• **EXERCISE GOAL**
Your response to the data below should hold nothing except the lines from the one containing "below with a single keypoint." down to the one containing "Target: blade of grass", reproduced exactly and without pictures.

• **DATA RECORDS**
•••
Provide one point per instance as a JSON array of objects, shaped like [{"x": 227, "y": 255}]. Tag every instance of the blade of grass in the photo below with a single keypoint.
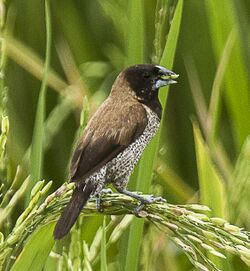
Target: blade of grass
•••
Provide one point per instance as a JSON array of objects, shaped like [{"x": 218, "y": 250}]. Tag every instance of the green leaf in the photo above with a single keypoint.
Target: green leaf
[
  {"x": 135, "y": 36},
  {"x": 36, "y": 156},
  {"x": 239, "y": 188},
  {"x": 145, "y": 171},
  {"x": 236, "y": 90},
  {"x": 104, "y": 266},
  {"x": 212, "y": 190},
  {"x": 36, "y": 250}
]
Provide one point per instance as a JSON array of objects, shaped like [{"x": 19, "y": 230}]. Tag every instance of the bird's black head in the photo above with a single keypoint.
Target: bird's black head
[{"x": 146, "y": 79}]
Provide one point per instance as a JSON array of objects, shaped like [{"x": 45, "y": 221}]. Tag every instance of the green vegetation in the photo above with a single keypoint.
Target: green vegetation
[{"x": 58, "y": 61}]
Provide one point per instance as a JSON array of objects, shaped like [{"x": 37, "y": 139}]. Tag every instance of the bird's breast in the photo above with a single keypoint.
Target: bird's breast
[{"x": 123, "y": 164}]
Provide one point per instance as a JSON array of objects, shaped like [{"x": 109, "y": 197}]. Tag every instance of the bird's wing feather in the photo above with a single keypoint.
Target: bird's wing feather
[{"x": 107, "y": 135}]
•••
• **RESULT OF THIS TASK**
Provide one point per instance as a JSON array of objects, shaped like [{"x": 227, "y": 255}]. Tag every instance of the blade of grass in the photo below with a single keypoint.
Target: blade of grass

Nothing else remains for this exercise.